_Point placement records_
_ _ _ _

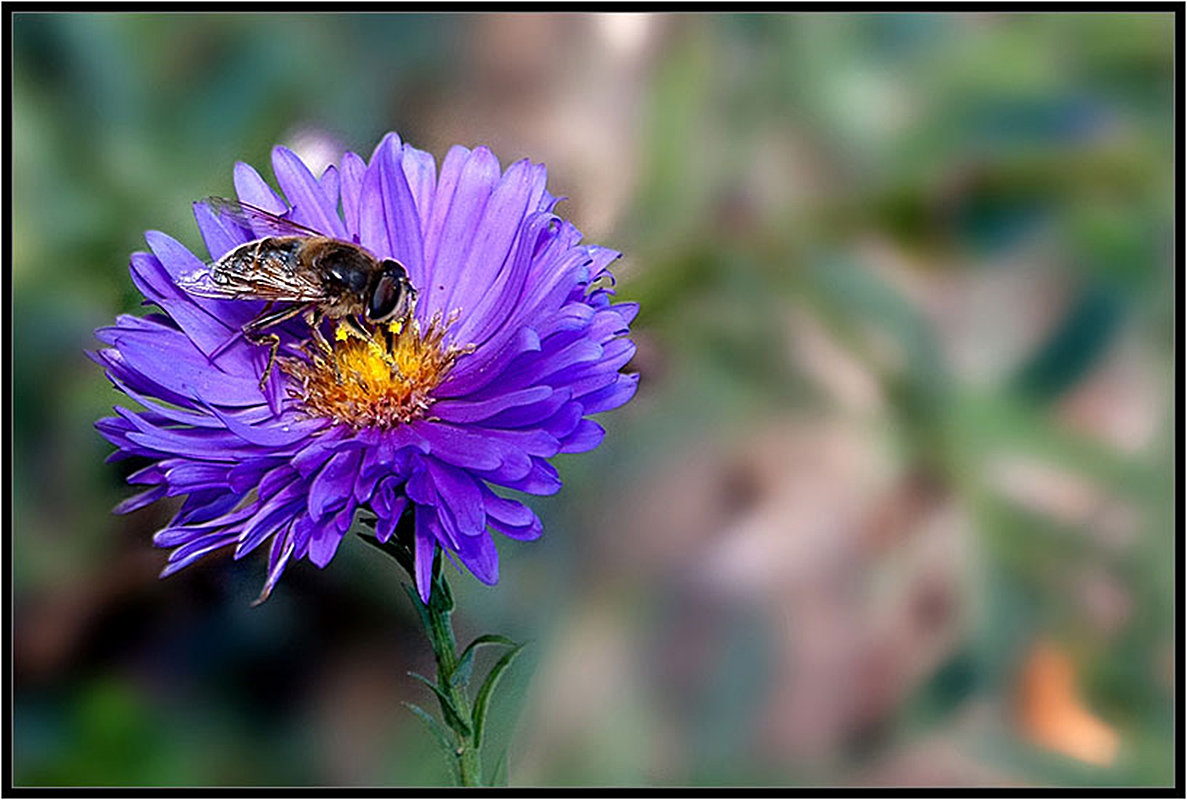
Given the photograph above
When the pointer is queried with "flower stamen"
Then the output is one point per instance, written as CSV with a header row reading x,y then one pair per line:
x,y
378,381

_ _ _ _

_The exercise_
Rewrite every line of the items above, requests included, with each x and y coordinate in the answers multiplied by 2.6 and rounded to a whole number, halves rounding up. Leave the pictures out of your answer.

_Solution for this task_
Given the photograph above
When the pointer is queried with "flower stamen"
Then the output is one point per instance, written as CSV with a header row reading x,y then one pair per line:
x,y
983,991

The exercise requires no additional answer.